▸ Provided passage:
# # # #

So, I offended someone and was called out, and I did this: “I am sorry but…”

I know better. It is rude and further insulting. And it made me examine the sorry. If I offend someone, and I am sorry for my words, I can flat out say, “I am sorry.” I can even go as far as to say, “I am sorry, and I will immediately change the verbiage I used.” But if I meant what I said? Then how do I accurately convey that type of apology?

I am sorry but…

I am sorry if…

I am sorry you…

Ick. Sorry, but those are sorry apologies. That is no way to build up relationships or be granted forgiveness. And I literally just did this. And I was genuinely sorry. I wasn’t sure what I was doing for today’s post until I typed that very sorry, “Sorry.” I wish my response had been, “This was not my intended voice for this piece. I am sorry I offended you.” And although the reader may think I am a blubbering fool, I wrote a second apology.

In an apology, there needn’t be an explanation. I think the explanation should come before the apology if you want to effectively convey your remorse.

“I was very angry with you. I threw that brush at your head because I was frustrated. I am sorry.”

“Involving the police was dramatic. When you made fun of me for catching the kitchen on fire, I was embarrassed. I am sorry.”

But a “sorry” followed by explanation is a passive-aggressive apology. Second only to:

“I love you, but…”

Oh. My. Word.

i-am-sorry-but-1And I am guilty of this too. But when I think about that? I am HORRIFIED. It insinuates love with a condition. And I know I have used this with the kids as a means of correction, but that is just bottom feeding parenting. Ew!

“Son, I love you, but if you cook a pound of bacon after midnight one more time, I am going to beat you with a frying pan.”

“Sophie, I love you, but if you don’t stop singing 1980’s one hit wonders, I am going to cry.”

“Sam, I love you, but if I have to see you naked one more time today, I am moving out.”

To put a condition on my love is more than juvenile. And it is simply the arrangement of the words and the habit in which I speak them.

“Luke, stop sneaking out of the window or I will staple your head to the carpet. I love you.”

“Maggie, there is a significant time difference in England and Texas. Stop face timing me at 3:00 am with all your suite mates gawking at me, or I am going to fly there, kick your lung out, and beat you with it. I love you.”

“John, when you go to the grocery store for bread and milk it does me no good if you sack the bread with the milk. It makes me want to pummel you. I love you.”

Over the course of the years, my husband has gotten much better at apologizing and has moved on to “One Minute Managing.” As I recall, my dad used to do this too. And now, Luke, the 16 year old has caught on. I am not sure this is a good thing, but it is very effective.

Luke: Mom, I appreciate you ironing my pants.

Me: Oh! You are so welcome.

Luke: My mocha frap doesn’t have quite as much whipping cream as I like.

Me: Uh. Okay, I will put more tomorrow.

Luke: Great! The toast is perfect. It is so nice of you to bring me breakfast after swim-team.

Me: I’m happy to do it.

Luke: Hey, have you ever thought of ironing with less starch?

Me: Uh… sure. I will use less.

Luke: Awesome. You’re doing a great job mom!

# # # #

▸ Given data:
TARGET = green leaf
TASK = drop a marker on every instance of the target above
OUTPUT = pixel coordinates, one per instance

# # # #

▸ What you have to do: In the piece on apologies, what does the writer say the phrase "I love you, but…" insinuates?

▸ Written answer: Love with a condition.